# DIRECTIONS FOR THIS TASK
Please convert the records into a numbered list, from the first line up to and including the line with "[0,0,1316,915]". Leave out blank lines.

# MATERIAL SHOWN
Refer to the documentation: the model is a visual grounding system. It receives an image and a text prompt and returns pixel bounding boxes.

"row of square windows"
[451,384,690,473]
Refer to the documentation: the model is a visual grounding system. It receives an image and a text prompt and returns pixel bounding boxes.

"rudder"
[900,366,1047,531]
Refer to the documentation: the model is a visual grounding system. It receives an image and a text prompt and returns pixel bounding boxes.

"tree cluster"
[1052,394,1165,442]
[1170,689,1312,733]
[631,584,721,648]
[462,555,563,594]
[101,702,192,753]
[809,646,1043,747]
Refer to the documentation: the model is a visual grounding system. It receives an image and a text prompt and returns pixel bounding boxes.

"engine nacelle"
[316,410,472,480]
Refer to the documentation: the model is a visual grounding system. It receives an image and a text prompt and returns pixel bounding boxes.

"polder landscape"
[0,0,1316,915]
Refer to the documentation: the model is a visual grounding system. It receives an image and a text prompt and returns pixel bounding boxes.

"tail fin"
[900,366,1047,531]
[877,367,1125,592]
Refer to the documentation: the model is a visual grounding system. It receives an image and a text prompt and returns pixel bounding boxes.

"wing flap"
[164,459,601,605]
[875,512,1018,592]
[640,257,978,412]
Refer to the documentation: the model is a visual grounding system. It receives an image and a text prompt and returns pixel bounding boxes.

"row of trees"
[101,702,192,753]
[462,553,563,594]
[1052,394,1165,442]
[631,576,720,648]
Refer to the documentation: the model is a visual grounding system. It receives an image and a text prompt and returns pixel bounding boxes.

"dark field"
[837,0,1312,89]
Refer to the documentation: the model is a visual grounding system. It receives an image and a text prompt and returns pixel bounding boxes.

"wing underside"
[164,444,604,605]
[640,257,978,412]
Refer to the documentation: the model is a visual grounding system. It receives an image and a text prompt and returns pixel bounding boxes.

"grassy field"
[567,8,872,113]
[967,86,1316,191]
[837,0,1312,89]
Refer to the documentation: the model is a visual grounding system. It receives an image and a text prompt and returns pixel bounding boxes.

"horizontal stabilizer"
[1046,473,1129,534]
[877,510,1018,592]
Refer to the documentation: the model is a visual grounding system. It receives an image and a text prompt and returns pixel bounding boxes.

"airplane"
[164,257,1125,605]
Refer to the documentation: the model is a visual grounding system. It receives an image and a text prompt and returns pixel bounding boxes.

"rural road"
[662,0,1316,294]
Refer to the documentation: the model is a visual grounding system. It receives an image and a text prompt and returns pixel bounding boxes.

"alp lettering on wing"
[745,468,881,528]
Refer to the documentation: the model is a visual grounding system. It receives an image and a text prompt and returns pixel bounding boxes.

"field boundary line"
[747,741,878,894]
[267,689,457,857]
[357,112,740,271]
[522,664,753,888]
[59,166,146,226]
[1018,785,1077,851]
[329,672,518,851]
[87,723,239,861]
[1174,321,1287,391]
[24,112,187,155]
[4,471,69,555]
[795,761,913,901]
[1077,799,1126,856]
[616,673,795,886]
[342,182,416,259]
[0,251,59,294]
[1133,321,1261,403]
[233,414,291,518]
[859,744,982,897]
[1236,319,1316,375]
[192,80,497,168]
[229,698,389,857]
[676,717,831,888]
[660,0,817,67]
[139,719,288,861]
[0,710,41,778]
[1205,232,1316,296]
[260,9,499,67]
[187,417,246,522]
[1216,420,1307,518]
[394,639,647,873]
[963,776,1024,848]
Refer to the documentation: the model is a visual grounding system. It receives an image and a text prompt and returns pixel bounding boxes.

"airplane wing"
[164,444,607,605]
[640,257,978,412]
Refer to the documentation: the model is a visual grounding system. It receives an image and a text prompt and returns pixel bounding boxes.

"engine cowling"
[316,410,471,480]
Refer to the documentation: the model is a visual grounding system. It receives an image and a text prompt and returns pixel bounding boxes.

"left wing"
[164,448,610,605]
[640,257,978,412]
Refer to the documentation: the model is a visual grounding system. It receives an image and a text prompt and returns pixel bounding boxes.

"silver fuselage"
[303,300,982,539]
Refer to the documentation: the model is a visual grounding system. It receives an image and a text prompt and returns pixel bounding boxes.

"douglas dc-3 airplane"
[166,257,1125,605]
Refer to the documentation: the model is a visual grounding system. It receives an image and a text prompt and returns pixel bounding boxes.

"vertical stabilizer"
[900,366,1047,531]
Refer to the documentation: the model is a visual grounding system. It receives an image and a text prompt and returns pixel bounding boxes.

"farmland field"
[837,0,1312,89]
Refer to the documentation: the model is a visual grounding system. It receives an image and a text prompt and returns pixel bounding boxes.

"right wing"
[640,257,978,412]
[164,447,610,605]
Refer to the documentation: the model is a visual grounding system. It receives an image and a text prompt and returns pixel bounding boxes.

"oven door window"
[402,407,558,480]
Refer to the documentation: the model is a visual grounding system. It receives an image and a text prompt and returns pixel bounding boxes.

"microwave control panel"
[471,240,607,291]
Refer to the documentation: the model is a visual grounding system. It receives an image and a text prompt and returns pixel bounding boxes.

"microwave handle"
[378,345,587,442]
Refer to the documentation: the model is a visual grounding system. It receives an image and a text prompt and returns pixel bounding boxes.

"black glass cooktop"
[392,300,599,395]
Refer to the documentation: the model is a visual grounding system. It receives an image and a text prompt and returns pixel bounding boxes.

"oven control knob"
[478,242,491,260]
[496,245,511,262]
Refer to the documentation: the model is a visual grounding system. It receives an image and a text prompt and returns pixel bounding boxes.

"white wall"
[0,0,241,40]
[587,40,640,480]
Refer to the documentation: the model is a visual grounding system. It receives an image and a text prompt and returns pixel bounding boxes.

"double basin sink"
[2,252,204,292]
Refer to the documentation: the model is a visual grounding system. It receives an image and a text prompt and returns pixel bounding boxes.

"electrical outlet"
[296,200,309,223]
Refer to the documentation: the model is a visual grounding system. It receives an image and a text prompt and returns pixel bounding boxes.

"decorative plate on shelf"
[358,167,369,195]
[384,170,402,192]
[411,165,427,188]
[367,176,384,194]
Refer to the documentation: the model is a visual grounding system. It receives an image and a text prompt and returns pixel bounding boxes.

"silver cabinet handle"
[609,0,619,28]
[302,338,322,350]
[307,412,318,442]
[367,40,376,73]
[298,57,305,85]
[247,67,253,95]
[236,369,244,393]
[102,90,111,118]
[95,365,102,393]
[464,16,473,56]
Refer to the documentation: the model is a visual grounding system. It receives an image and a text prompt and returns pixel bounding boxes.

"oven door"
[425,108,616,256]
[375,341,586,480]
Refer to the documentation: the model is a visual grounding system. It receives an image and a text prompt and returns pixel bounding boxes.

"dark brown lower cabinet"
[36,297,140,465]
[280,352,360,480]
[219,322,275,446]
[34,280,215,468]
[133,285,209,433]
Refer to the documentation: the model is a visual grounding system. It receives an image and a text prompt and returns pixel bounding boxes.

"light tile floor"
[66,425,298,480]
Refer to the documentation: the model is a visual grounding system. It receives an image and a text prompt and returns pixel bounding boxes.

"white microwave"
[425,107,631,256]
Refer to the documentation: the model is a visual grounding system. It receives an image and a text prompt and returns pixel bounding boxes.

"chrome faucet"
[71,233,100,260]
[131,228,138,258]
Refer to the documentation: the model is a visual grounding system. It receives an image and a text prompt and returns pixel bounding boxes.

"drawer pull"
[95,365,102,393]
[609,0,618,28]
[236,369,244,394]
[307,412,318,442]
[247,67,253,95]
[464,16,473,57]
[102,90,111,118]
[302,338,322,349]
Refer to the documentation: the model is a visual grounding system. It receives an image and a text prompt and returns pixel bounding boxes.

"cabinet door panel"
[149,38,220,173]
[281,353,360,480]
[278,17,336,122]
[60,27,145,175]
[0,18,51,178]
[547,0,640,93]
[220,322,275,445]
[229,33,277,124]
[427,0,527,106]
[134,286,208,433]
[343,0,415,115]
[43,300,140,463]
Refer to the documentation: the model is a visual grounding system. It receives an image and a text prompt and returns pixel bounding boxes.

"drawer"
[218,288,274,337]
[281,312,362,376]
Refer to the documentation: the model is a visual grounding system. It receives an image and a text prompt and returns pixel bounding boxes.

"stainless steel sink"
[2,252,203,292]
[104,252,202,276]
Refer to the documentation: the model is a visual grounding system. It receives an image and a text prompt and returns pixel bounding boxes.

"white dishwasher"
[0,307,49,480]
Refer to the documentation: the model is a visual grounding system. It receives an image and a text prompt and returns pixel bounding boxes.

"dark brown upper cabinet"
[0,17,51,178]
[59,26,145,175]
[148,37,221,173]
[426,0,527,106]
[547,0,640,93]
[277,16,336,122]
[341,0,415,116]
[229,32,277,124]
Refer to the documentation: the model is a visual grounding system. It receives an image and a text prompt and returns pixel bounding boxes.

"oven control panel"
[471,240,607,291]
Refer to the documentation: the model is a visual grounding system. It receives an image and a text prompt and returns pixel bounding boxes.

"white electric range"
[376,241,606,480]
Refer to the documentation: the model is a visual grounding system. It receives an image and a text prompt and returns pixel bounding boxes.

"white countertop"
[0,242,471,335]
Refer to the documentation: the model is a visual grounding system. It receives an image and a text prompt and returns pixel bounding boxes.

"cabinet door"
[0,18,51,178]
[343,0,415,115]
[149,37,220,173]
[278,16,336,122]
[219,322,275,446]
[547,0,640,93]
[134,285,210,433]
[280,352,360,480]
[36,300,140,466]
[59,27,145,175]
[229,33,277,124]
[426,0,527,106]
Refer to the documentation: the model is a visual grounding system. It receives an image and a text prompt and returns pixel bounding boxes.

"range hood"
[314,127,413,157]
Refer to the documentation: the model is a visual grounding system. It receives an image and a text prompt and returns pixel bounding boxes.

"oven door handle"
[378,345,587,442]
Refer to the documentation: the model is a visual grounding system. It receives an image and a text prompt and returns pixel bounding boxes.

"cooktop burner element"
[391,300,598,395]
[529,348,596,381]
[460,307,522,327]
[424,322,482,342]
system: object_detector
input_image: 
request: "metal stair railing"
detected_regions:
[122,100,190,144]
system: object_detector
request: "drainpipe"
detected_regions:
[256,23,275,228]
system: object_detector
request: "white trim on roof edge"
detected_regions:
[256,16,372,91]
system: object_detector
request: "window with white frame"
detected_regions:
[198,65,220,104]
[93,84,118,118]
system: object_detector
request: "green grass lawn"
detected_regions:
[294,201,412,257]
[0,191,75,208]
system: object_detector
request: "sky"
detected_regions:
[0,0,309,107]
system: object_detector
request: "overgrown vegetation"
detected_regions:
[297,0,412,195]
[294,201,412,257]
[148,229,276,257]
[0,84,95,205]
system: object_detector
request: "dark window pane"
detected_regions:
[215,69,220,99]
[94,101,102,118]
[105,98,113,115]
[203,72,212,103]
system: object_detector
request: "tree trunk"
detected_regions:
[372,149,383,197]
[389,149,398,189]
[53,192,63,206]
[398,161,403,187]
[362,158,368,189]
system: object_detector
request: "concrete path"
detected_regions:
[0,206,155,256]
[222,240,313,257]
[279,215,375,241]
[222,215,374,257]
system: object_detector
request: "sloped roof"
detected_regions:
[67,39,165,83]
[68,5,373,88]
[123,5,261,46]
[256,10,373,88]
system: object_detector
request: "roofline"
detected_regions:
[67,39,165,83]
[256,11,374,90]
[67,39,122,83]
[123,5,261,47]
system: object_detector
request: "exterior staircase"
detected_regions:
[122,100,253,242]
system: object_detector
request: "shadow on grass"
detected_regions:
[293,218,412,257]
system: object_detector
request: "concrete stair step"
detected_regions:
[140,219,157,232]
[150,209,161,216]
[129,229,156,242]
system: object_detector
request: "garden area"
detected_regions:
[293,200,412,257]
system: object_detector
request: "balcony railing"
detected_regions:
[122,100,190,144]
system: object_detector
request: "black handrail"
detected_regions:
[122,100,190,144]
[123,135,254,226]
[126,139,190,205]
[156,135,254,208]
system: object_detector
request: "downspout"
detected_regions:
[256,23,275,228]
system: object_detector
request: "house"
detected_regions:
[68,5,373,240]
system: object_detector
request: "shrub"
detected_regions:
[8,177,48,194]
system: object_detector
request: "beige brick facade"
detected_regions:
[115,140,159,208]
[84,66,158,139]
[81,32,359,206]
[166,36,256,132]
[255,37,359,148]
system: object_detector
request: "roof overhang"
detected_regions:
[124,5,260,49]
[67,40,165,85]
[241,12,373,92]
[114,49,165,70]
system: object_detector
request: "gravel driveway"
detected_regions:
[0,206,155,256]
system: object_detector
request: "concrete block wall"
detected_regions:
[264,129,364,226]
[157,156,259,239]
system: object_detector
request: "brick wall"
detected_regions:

# OUTPUT FOR THIS TASK
1. Refer to the documentation: the model is a visual grounding system. It receives an image and a text prompt and returns pixel bounding boxes.
2. "row of square windows"
3. [451,384,690,473]
4. Refer to the documentation: the model is a visual grounding system. It receives an image and a text prompt and returns pixel bounding boxes.
5. "rudder"
6. [900,366,1047,531]
7. Refer to the documentation: the model is a visual grounding system. It receives an image and a text prompt and returns pixel bounding boxes.
8. "tree cluster"
9. [1052,394,1165,442]
10. [1170,689,1312,733]
11. [631,584,721,648]
12. [462,555,563,594]
13. [101,702,192,753]
14. [809,646,1043,747]
15. Refer to the documentation: the model is a visual grounding system. It receives an image and a text prompt and returns pixel bounding boxes.
16. "engine nacelle"
17. [316,410,472,480]
18. Refer to the documentation: the model is a visual grounding system. It receives an image and a text prompt and returns pixel bounding boxes.
19. "polder landscape"
20. [0,0,1316,915]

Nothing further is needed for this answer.